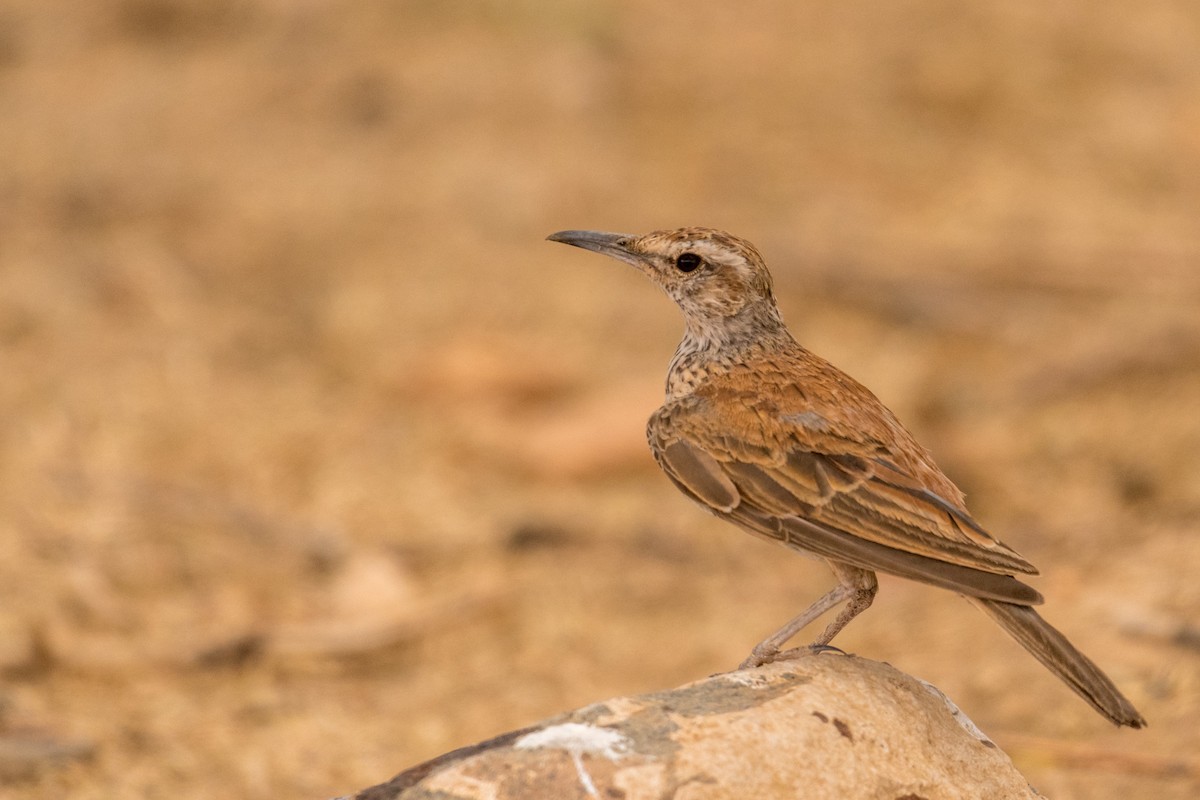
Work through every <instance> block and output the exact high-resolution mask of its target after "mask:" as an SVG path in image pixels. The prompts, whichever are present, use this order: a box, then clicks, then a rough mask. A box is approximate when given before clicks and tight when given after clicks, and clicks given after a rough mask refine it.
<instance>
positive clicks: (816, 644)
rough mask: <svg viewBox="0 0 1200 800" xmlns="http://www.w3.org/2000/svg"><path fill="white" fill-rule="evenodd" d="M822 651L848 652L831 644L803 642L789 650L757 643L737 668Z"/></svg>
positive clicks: (749, 665) (772, 661)
mask: <svg viewBox="0 0 1200 800" xmlns="http://www.w3.org/2000/svg"><path fill="white" fill-rule="evenodd" d="M822 652H836V654H839V655H842V656H848V655H850V654H848V652H846V651H845V650H842V649H841V648H835V646H833V645H832V644H820V643H814V644H805V645H804V646H799V648H792V649H791V650H780V649H779V648H776V646H770V645H769V644H767V643H763V644H758V645H756V646H755V649H754V650H751V651H750V656H749V657H748V658H746V660H745V661H743V662H742V663H740V664H738V669H755V668H756V667H762V666H763V664H769V663H773V662H775V661H791V660H792V658H803V657H804V656H816V655H821V654H822Z"/></svg>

_ABOUT THIS EXERCISE_: From the first line above to the last, reproduce the records exactly but without the pictures.

_SOLUTION_:
Work through every <instance> block and output the exact high-resolution mask of its target after "mask:" as an SVG path in image pixels. The prompts, whichever are present, use this order: a box, then clicks, then a rough mask. A box is approximate when given before clicks and tight when given after clicks, and clicks given after a rough mask refine it.
<instance>
positive clicks: (816, 644)
rough mask: <svg viewBox="0 0 1200 800" xmlns="http://www.w3.org/2000/svg"><path fill="white" fill-rule="evenodd" d="M822 651L848 652L831 644L803 642L789 650L757 643L737 668Z"/></svg>
positive clicks: (749, 665) (772, 661)
mask: <svg viewBox="0 0 1200 800" xmlns="http://www.w3.org/2000/svg"><path fill="white" fill-rule="evenodd" d="M822 652H836V654H839V655H842V656H848V655H850V654H848V652H846V651H845V650H842V649H841V648H835V646H833V645H832V644H820V643H814V644H805V645H804V646H799V648H792V649H791V650H780V649H779V648H776V646H770V645H769V644H767V643H763V644H758V645H756V646H755V649H754V650H751V651H750V656H749V657H748V658H746V660H745V661H743V662H742V663H740V664H738V669H755V668H756V667H762V666H763V664H769V663H773V662H775V661H791V660H792V658H803V657H804V656H816V655H821V654H822Z"/></svg>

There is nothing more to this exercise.